Source
- - -

Wednesday, August 29, 2012


Too often litigants and their attorneys simply do not know what to request through discovery.  Homeowners deserve a fighting chance to obtain accurate information about their home mortgages.  The discovery process can become an exercise in frustration, especially when dealing with foreclosure proceedings with JPMorgan Chase Bank, NA.  Litigants are thus thwarted in the legal process and get little from the fees paid to their attorneys.  Different banks use systems that vary from bank to bank.

Recently I came across an affidavit of Michael R. Zarro, a Chase employee, on Scribd on the internet.  I offer it to my readers as an important and valuable resource to homeowners fighting to save their homes from foreclosure by Chase and offers valuable insight into maintenance of loan files relative to the Discovery Process in which Chase notoriously fails to cooperate.  

 "No borrower was improperly foreclosed upon," Michael R. Zarro, a servicing executive at JPMorgan Chase & Co., wrote in documents submitted to the New Jersey Supreme Court April 7 this year. "Chase has not identified or become aware of any deficiencies in its processes that caused it to pursue foreclosure actions without merit." Zarro recently left JPMorgan Chase and joined a competitor, according to Tom Kelly, a bank spokesman.

Michael R. Zarro, Senior Vice President, in charge of Default Specialty Operations at JPMorgan Chase Bank, N.A. [JPMC] submitted an Affidavit constitution JPMC and Chase Home Finance LLC’s [CHF] as Chase’s Prima Facie Showing affidavit, signed and notarized on April 7, 2011 at Denton County, Texas, relative to a civil action in the Chancery Division General Equity Part in the Superior Court of Mercer County, New Jersey.  The following is a synopsis for information purposes only.   This affidavit was submitted in the matter of a residential mortgage foreclosure pleading and document irregularities.

- - -

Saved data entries
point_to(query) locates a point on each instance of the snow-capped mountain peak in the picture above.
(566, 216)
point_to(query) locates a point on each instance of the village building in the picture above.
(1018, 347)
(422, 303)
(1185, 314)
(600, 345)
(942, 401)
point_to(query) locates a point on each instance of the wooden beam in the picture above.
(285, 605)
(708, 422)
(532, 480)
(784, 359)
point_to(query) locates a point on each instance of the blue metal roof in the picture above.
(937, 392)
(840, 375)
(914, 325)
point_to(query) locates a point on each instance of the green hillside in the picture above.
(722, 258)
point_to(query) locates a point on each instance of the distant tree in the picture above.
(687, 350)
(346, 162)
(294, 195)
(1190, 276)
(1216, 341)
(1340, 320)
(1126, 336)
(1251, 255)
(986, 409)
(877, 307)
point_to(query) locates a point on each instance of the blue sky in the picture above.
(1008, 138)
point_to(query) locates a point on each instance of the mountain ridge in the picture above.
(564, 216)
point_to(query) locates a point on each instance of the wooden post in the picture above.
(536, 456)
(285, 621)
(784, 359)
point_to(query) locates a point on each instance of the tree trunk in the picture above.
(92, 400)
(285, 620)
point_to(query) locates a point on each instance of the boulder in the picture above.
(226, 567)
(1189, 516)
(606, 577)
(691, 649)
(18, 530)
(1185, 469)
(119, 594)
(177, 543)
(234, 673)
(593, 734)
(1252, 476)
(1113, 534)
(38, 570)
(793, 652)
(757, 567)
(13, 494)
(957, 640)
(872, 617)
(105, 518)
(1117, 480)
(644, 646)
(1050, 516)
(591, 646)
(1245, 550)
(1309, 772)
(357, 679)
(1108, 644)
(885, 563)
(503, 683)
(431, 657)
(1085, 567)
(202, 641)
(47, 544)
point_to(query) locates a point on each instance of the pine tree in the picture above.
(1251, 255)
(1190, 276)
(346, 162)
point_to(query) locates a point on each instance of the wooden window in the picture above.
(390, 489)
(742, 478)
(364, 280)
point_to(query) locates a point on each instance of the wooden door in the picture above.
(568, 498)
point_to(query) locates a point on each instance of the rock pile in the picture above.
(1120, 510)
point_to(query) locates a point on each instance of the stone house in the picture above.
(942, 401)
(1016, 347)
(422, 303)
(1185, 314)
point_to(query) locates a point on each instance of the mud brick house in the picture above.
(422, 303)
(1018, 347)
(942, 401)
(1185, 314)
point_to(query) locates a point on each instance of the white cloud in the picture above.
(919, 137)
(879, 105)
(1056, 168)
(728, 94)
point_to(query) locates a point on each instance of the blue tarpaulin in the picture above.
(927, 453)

- - -

Directions
**a)** The post about the Chase foreclosure affidavit describes Michael R. Zarro in several ways. List each job title or role it gives him.
**b)** Decide whether each statement agrees with the post about the Chase foreclosure affidavit. Give yes or no and quote the deciding words. (i) The affidavit was signed and notarized in Denton County, Texas. (ii) A bank spokesman said that Zarro had left JPMorgan Chase for a competitor. (iii) The post says that all banks use the same systems.
**c)** Write the next portion of the post about the Chase foreclosure affidavit, beginning after its final sentence.

Answer set
**a)**
- a Chase employee
- a servicing executive at JPMorgan Chase & Co.
- Senior Vice President, in charge of Default Specialty Operations at JPMorgan Chase Bank, N.A.

**b)**
(i) Yes: "signed and notarized on April 7, 2011 at Denton County, Texas"
(ii) Yes: "Zarro recently left JPMorgan Chase and joined a competitor, according to Tom Kelly, a bank spokesman."
(iii) No: "Different banks use systems that vary from bank to bank."

**c)**
Affidavit and Exhibits can be found at:  

Zarro , an employee of JPMC and its predecessors since 1994, is responsible for the support, management and disposition of assets secured by real estate, including the foreclosure process as a senior member of Chase’s team working to analyze and remediate issues with respect to the execution by Chase employees of documents used in foreclosure proceedings and other related issue. 

CHF is a subsidiary of JPMC and is the third largest mortgage servicer in the USA.  CF services loans originated by Chase as well as loans originated and/or owned by other lenders to include Government Sponsored Enterprises [GSEs] such as Freddie Mac and Fannie Mae as well as private investors holding pools of loans in securitized trusts.  JPMC has appointed CHF as sub-servicer for loans serviced by JPMC.

Chase staff responsible for execution Affidavit of Indebtedness [AOI], Amount Due Affidavit [ADA] and Certifications access Chase’s computerized systems to verify information and prepare the documents for execution.  Depending on the status of the loan, the jurisdiction, and whether or not the foreclosure action is contested, other documents may be submitted as well.

·         Maintains up-to-date information concerning, among other things, the status of the loan and payment history. 
·         Access images of the Note, Mortgage
·         Access where necessary, other documents such as assignments and correspondence with the borrower, through Chase's document imaging systems.

·         DOC Line tracks the location of the loan collateral file, which typically contains the Mortgage and original Note.
·         Doc Line provides reports of data maintained on Chase's  custodial management system, Windows Custodial Management Service System ("WinCMSS'').
·         Doc Line reports location of the custodial files.
·         Custodial files are tracked through barcode scanning.
·         DocLine & WinCMSS provide real-time information on location of the collateral file.
·    Most of the collateral files are maintained in the secure facility, JPMorgan Chase Custody Services in Monroe, Louisiana.
·    Files pertaining to a small percentage of loans serviced by CHF are stored with third-party custodians.  However,  the location of the collateral files is reported on DocLine.

·         Verifies information about the investors/owners of loans
·         Which entity's  name a foreclosure action should be brought in
·      Whether the investor/owner had granted Chase a power of attorney, m Chase's  Loan Investor Servicing Answers ("LISA") system.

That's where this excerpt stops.